DOCUMENT SEGMENT >>
========

Giant pandas are extremely specialized herbivores that feed almost exclusively on highly fibrous bamboo, despite descending from primarily flesh-eating carnivores.
New research suggests this switch to a restricted vegetarian diet wasn't as big an evolutionary leap as it may first seem.
Published in Current Biology, researchers from the University of Sydney and Chinese Academy of Science used an approach called nutritional geometry - that considers how mixtures of nutrients and other dietary components influence health and disease, rather than focusing on any one nutrient in isolation - to assess the macronutrient mix of the giant panda's diet.
"This study demonstrates the importance of considering both foods and nutrients in understanding the evolutionary ecology of animals - exactly what nutritional geometry is designed to do," said Professor David Raubenheimer from the University of Sydney's Charles Perkins Centre and School of Life and Environmental Sciences.
Despite the plant-based diet of giant pandas, the protein and carbohydrate content of that diet looks more like that of a hypercarnivore - animals that obtain more than 70 percent of their diet from other animals.
About 50 percent of the panda's energy intake comes in the form of protein, placing them alongside feral cats and wolves. The macronutrient composition of the panda's milk is also like other carnivores.
"Based on what they eat, giant pandas absolutely belong to the herbivores - but considering the macronutrient composition of the ingested and absorbed diets, they could also belong to the carnivores," said co-author Fuwen Wei from the Chinese Academy of Science in Beijing.
Giant pandas have developed herbivore traits, including a skull, jaw musculature and teeth that are adapted for fibrous diets, and a 'pseudo-thumb' used for handling bamboo. They also have lost the ability to taste umami, which is often associated with meat eating.

========

DATA EXTRACT >>
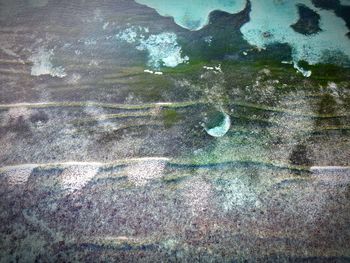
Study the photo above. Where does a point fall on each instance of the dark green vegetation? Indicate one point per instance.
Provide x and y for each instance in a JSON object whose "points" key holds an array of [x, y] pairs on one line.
{"points": [[112, 164]]}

========

YOUR TASKS >>
a. Answer these questions using the giant panda article above.
(i) In which journal was the research published?
(ii) About what percentage of the panda's energy intake comes from protein?
(iii) Which taste have giant pandas lost the ability to detect?
b. Repeat the giant panda article word for word from "Despite the plant-based" to "Science in Beijing.".
c. Write the next part of the giant panda article, starting after its final sentence.

RESULTS >>
a.
(i) Current Biology
(ii) About 50 percent
(iii) Umami

b.
Despite the plant-based diet of giant pandas, the protein and carbohydrate content of that diet looks more like that of a hypercarnivore - animals that obtain more than 70 percent of their diet from other animals.
About 50 percent of the panda's energy intake comes in the form of protein, placing them alongside feral cats and wolves. The macronutrient composition of the panda's milk is also like other carnivores.
"Based on what they eat, giant pandas absolutely belong to the herbivores - but considering the macronutrient composition of the ingested and absorbed diets, they could also belong to the carnivores," said co-author Fuwen Wei from the Chinese Academy of Science in Beijing.

c.
However giant pandas also have a digestive tract, digestive enzymes, and gut microbes that resemble that of carnivores and not herbivores. This suggests minimal evolutionary modification from their ancestral state was needed to deal with the macronutritional properties of bamboo.
The researchers say the findings can help resolve long-standing questions concerning giant panda evolution, including the unusual transition from carnivorous ancestry to extreme specialised herbivory.
"In fact, the transition was likely more superficial than assumed, combining substantial adaptation to new food types with relatively smaller changes in macronutrient handling," they write.
"It can also explain why pandas have a strange mix of have herbivore and carnivore traits," explained Professor Raubenheimer.
"They are herbivores with respect to the foods they eat, but the macronutrient mix of the diet is more like carnivores".
The team will continue to study the evolution and adaptation of the giant panda, and also apply that work to the panda's conservation management as an endangered species.